EXERCISE REQUIREMENTS:
**A)** In the text on Dutton Viaduct, why did Thomas Brassey lose the contract to William Mackenzie?
**B)** Write the next part of the Dutton Viaduct history, picking up after its final sentence.

-- START OF TEXT SECTION --

Dutton Viaduct is on the West Coast Main Line where it crosses the River Weaver and the Weaver Navigation between the villages of Dutton and Acton Bridge in Cheshire, England, not far from Dutton Horse Bridge. It is recorded in the National Heritage List for England as a Grade II* listed building.

The viaduct was constructed during 1836, and was complete on 9 December of that year. It was the longest viaduct on the Grand Junction Railway (GJR). The viaduct was built at a cost of £54,440 (equivalent to £ in ). The engineers were Joseph Locke and George Stephenson, and William Mackenzie was its contractor.

Since entering use in July 1837, Dutton Viaduct has remained in regular use. During its operating life, it has been subject to change; during the 1960s, the line was electrified overhead lines and supporting metalwork were installed across its length and its line speed was increased to 125 mph in the West Coast Main Line route modernisation programme. It became a listed structure in the early 1990s.

==History==
===Background===
Dutton Viaduct was constructed for the Grand Junction Railway (GJR), one of the world's first major railways. Joseph Locke and George Stephenson designed the viaduct, which crossed the River Weaver. The route, surveyed by Locke, was relatively free of major engineering challenges, save for the section crossing the Weaver.

The contractor for its construction was William Mackenzie. Dutton Viaduct was the first project to which Thomas Brassey submitted a tender. Brassey lost out to Mackenzie because his estimated cost was roughly £5,000 higher. Brassey was appointed as contractor for the smaller Penkridge Viaduct.

Dutton Viaduct is 60 ft high and 500 yd long, and comprises 20 deep segmental arches. Primarily built of red sandstone, it has been estimated that roughly 700000 cuft of stone was used. The stonework features ashlar dressings, projecting copings, and cutaways on two of the arches that span the river. The pillars of the viaduct have splayed bases, which give the structure a greater degree of stability.

The viaduct cost of £54,440 (equivalent to £ in ). Construction took place during 1836 and completed on 9 December of that year. It was noted at the time that there were no recorded losses of life or serious injury during its construction. Its completion was marked by a civic celebration. On 4 July 1837, the first GJR trains carried passengers across the viaduct before regular operations started.

-- END OF TEXT SECTION --
-- START OF DATA SECTION --

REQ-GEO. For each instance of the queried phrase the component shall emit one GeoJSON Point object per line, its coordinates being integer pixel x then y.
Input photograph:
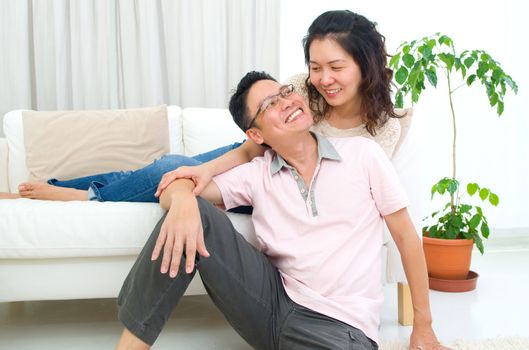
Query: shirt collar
{"type": "Point", "coordinates": [325, 150]}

-- END OF DATA SECTION --

WRITTEN ANSWERS:
**A)** His estimated cost was roughly £5,000 higher than Mackenzie's.

**B)**
===Operational history===
By the 1880s, the Dutton Viaduct was regarded as perhaps one of George Stephenson's finest viaducts. Victorian authors praised its aesthetic qualities.

During the 1960s, the West Coast Mainline was electrified; to facilitate the installation of overhead lines, steel pylons were installed across the viaduct. During the early 1990s, Dutton Viaduct was listed under the Planning (Listed Buildings and Conservation Areas) Act 1990 for its special architectural or historic interest. During the 2000s, work completed for the West Coast Main Line route modernisation permitted the line speed across the viaduct to be raised to 125 mph and the refuges across the structure for use by trackside workers fell out of use.

During September 2017, a 'near miss' incident was recorded when line-side contractors carrying out a structural inspection crossed the tracks between the obsolete refuges in breach of the red zone regulations. Because of limited trackside clearance, Dutton Viaduct was designated a 'red zone prohibited area' during the previous decade, meaning that workers are not permitted on the line when trains are running unless separated by a permanent fence.

In early 2020, Network Rail applied for permission for repairs to compromised stonework in one of the arches; the remedial work was described as being sympathetic to the bridge's historic construction and designed to blend in with the original materials used.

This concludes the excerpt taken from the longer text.